> _WHAT NEEDS TO BE DONE_
According to the article on Dracophyllum macranthum, in which months does the plant produce its flowers?

━━ DOCUMENT TEXT

Dracophyllum macranthum

Scientific classification
- Kingdom: Plantae
- Clade: Tracheophytes
- Clade: Angiosperms
- Clade: Eudicots
- Clade: Asterids
- Order: Ericales
- Family: Ericaceae
- Genus: Dracophyllum
- Species: D. macranthum
- Binomial name: Dracophyllum macranthum E.A.Br. & N.Streiber

= Dracophyllum macranthum =

- Genus: Dracophyllum
- Species: macranthum
- Authority: E.A.Br. & N.Streiber

Species of flowering plant

Dracophyllum macranthum is a small shrub in the family Ericaceae. Plants grow to 0.6–2.0 metres tall, and produce rose-to-pink coloured flowers between August and October. It is endemic to the northern coast of New South Wales, Australia.

==Etymology==
The specific epithet, macranthum, is derived from two Greek words: μακρός (macros, meaning large) and ἄνθος (anthos, meaning flower).

==Distribution and habitat==
Dracophyllum macranthum has a restricted range in the forests north of Taree, New South Wales. The species is known to be found in the Lansdowne
and Comboyne State Forests, and in Coorabakh National Park.

━━━━
━━ PROVIDED DATA

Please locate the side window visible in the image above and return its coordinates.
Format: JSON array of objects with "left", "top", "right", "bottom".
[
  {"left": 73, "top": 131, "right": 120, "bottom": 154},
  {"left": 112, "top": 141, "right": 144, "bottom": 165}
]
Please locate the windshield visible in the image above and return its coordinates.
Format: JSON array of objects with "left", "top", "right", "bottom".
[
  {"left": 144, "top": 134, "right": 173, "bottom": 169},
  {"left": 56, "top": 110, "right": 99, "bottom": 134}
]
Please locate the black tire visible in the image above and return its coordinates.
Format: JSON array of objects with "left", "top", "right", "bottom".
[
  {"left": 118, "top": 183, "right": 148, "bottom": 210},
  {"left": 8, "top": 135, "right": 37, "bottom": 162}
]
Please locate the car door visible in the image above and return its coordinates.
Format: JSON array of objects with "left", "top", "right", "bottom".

━━━━
━━ PROVIDED DATA

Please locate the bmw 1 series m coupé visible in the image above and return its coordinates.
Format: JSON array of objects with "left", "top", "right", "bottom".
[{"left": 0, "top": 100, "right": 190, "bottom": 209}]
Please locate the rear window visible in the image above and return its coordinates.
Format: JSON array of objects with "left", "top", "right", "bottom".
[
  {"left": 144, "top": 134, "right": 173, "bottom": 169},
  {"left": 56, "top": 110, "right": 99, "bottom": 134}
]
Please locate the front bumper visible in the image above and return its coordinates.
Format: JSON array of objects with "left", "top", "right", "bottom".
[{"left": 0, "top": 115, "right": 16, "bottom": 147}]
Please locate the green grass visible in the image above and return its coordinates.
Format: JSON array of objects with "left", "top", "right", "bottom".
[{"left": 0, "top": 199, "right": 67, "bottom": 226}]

━━━━

> _SOLUTION FOR THIS EXERCISE_
Between August and October.